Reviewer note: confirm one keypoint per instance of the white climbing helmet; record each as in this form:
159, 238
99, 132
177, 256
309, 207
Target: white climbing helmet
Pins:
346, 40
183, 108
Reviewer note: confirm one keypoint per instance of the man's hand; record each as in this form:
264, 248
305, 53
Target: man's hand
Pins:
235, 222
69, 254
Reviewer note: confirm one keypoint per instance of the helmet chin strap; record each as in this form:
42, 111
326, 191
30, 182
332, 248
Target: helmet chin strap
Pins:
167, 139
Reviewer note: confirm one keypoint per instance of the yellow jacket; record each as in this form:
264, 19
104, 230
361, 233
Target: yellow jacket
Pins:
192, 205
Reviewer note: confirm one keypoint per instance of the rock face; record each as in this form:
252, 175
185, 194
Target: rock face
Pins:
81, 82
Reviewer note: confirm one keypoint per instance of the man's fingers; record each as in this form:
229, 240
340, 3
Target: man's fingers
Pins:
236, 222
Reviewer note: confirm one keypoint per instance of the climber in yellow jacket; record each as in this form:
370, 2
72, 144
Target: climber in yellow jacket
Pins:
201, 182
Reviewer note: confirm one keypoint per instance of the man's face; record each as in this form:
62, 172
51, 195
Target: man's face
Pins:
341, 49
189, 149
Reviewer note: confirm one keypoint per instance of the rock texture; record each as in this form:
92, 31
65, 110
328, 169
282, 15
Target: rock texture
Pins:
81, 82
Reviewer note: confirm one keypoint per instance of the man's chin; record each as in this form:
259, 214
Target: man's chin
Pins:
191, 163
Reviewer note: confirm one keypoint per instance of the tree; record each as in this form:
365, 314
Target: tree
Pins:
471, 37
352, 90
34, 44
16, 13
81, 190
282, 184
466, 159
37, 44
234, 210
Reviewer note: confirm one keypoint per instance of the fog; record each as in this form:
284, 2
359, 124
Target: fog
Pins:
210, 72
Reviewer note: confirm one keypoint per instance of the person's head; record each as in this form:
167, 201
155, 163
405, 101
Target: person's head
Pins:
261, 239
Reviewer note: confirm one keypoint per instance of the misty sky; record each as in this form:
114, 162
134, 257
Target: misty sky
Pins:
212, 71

☆ ☆ ☆ ☆

*EXERCISE BRIEF*:
Transcribe the material above in its entirety. Match it exactly.

*ANSWER BOX*:
Reviewer note: confirm one keypoint per instance of the white climbing helmet; record each as in this form:
159, 238
99, 132
177, 256
309, 207
Target: white climbing helmet
Pins:
346, 40
183, 108
Reviewer note: confirm one keypoint per instance of the man's hand; record each as in this form:
264, 248
305, 53
Target: man's hand
Pins:
235, 222
69, 254
Reviewer note: confirm one keypoint per instance of the helmet chin strap; record each as in this form:
42, 111
326, 191
30, 182
332, 248
Target: helmet chin strap
Pins:
167, 139
Reviewer note: confirm one keypoint per instance of the yellow jacket; record each as in this form:
264, 19
104, 230
361, 233
Target: yellow jacket
Pins:
192, 205
Reviewer note: confirm one keypoint per instance of the rock face; record each as in this form:
252, 175
185, 194
Target: rock face
Pins:
81, 82
Reviewer note: confirm one keypoint per instance of the man's fingers; record each as in this form:
229, 240
340, 3
Target: man's fingers
Pins:
236, 222
Reviewer note: confirm one keypoint per instance of the climber in yellow jacket; record each as in this form:
370, 2
72, 144
Target: climber in yellow jacket
Pins:
201, 182
Reviewer note: confirm one keypoint per instance of the man's face; record each as in this form:
62, 172
51, 195
Target: man's face
Pins:
341, 49
189, 149
Reviewer note: confirm one keypoint per instance of the rock texture; record each as in this form:
92, 31
65, 110
328, 169
282, 15
Target: rock texture
Pins:
81, 82
Reviewer note: confirm one keypoint per instance of the man's chin; record each as in this form:
259, 214
Target: man's chin
Pins:
191, 163
Reviewer note: confirm one keypoint per instance of the tree; record each as in this form:
365, 314
Target: tree
Pins:
471, 37
352, 90
34, 44
16, 13
81, 190
282, 184
466, 159
37, 44
234, 210
Reviewer note: confirm one keypoint per instance of the fog; record each as in this form:
284, 2
359, 124
Target: fog
Pins:
210, 72
Reviewer note: confirm one keypoint per instance of the person's head; record each as in this form:
167, 201
155, 163
405, 101
Target: person's head
Pins:
261, 239
Reviewer note: confirm one keypoint per instance of the misty sky; record each as in this form:
114, 162
134, 257
Target: misty sky
Pins:
212, 71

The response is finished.